**Quoted text:**
········
Most believers (at least it seems to me) have never even considered this. Yet it is very Scriptural. I praise God He has shown it to me and am joyful to impart it to you if possible. We all want to give God the credit for our salvation and yet will inconsistently hold that we produced our faith out of our unregenerated human nature that is in bondage to sin. The air we breathe in this country is “my will to do whatever I want,” and it pervades our understanding of God’s work in salvation. It is said, God did the work through Christ on the cross for everyone, but we get ourselves in “because we are free to choose.” Are we though? How are we free? So our will is free from sin? Has sin not affected even this? And if this is so, how in the world can we make a right choice if even our wills (choosing what we desire most) are in bondage to sin? Our hearts are enslaved, our desires corrupted to the core, to the point that all things coming from our hearts naturally are vile and poisonous. Romans 3:9-18 makes this abundantly clear, as Paul’s argument of summing up the human condition. In ourselves, apart from any work exerted by God to cleanse us, we desire and seek nothing of Jesus unless a change happens first in us to cleanse our will and change our very desires, cure our blindness and heal our deafness, so that we see and hear beauty we’ve never experienced: that is, Jesus and His infinite suffering for sinners on the cross. Shining a light in a blind man’s eyes will not make him see. He must first be cured of his blindness and then he can see the light.
········
**Your goal:** Copy every sentence in the passage above on salvation and the will that ends with a question mark, in the order it appears.

**Material supplied:**
········
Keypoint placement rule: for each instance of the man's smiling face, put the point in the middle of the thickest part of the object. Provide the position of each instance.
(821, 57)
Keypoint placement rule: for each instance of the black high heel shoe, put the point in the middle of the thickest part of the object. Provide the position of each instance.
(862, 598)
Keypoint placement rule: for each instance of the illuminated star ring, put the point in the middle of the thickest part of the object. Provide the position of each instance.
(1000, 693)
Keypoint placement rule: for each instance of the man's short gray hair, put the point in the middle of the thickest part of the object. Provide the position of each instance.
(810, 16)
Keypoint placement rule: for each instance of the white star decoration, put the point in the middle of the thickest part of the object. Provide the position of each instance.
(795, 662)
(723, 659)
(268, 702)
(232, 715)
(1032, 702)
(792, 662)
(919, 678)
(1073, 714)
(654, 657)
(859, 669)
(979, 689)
········
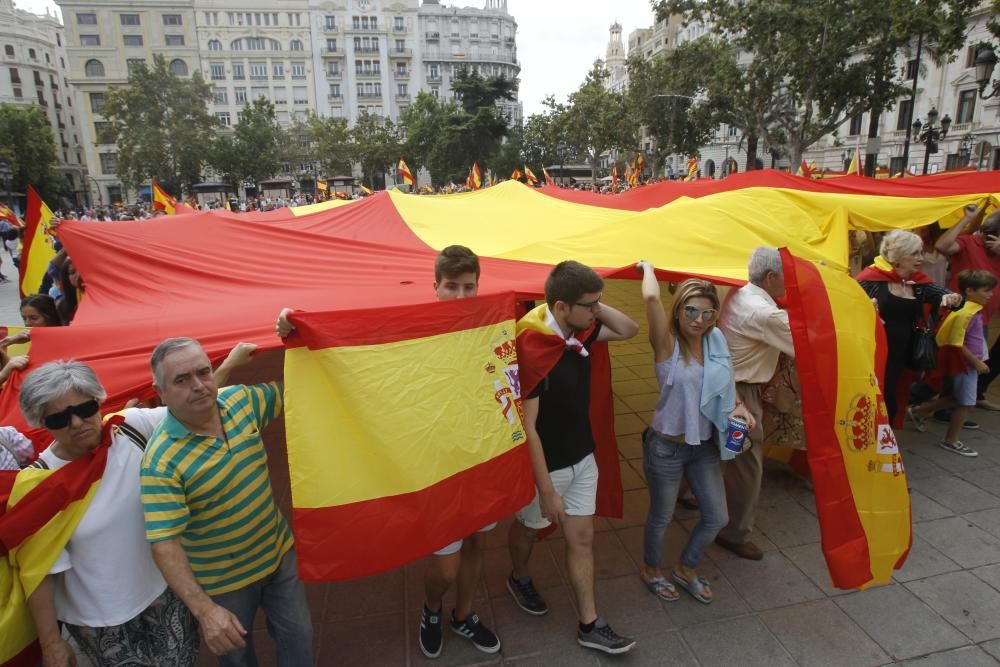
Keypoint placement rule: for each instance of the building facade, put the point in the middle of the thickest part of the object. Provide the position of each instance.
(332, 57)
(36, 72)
········
**Solved exercise:**
Are we though?
How are we free?
So our will is free from sin?
Has sin not affected even this?
And if this is so, how in the world can we make a right choice if even our wills (choosing what we desire most) are in bondage to sin?